**TASK GOAL**
Answer these questions from the obituary of Preah Maha Ghosananda below.
1. In which two states were the Buddhist temples he became associated with in later years?
2. How many laymen, monks and nuns walked behind him?
3. What English name does the obituary give for the Dhammayietra?

**EXTRACT PROVIDED**
From The Economist print edition
Preah Maha Ghosananda, “the Gandhi of Cambodia”, died on March 12th, aged 78
ASIA'S great spiritual leaders tend to build shrines round themselves. There they sit, disciples at their feet, handing down instructions for achieving the perfect life. When Preah Maha Ghosananda, in later years, became associated with Buddhist temples in Rhode Island and Massachusetts, his admirers would expect to find him there. He seldom was. He would be far away, walking.
Where he walked was often remote, but it was neither safe nor quiet. He would tread, a little bird-like man with hands folded and head bowed, along narrow paths that threaded through the jungle-forests of central Cambodia. Care was necessary, for the ground had been sown with landmines up to the edge of the trails. Humidity would mist his glasses and slick his bald head with sweat. His orange monk's robes, hitched up to show stout boots and socks, would tangle in the bushes. Behind him, chanting to the beat of a drum, would stream 200-300 laymen, monks and nuns, walking across Cambodia for peace.
Though Ghosananda led these Dhammayietra, or “Pilgrimages of Truth” in the early 1990s, well after the signing of peace accords to end a civil war between the remnants of the murderous Khmers Rouges and the new, Vietnamese-backed Cambodian government, he often found war still raging. Shells screamed over the walkers, and firefights broke out round them. Some were killed. The more timid ran home, but Ghosananda had chosen his routes deliberately to pass through areas of conflict. Sometimes the walkers found themselves caught up in long lines of refugees, footsore like them, trudging alongside ox-carts and bicycles piled high with mattresses and pans and live chickens. “We must find the courage to leave our temples”, Ghosananda insisted, “and enter the suffering-filled temples of human experience.”

**DATA PROVIDED**
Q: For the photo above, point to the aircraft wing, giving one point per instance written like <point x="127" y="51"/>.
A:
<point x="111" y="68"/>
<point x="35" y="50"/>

**TASK ANSWER**
1. Rhode Island and Massachusetts
2. 200-300
3. "Pilgrimages of Truth"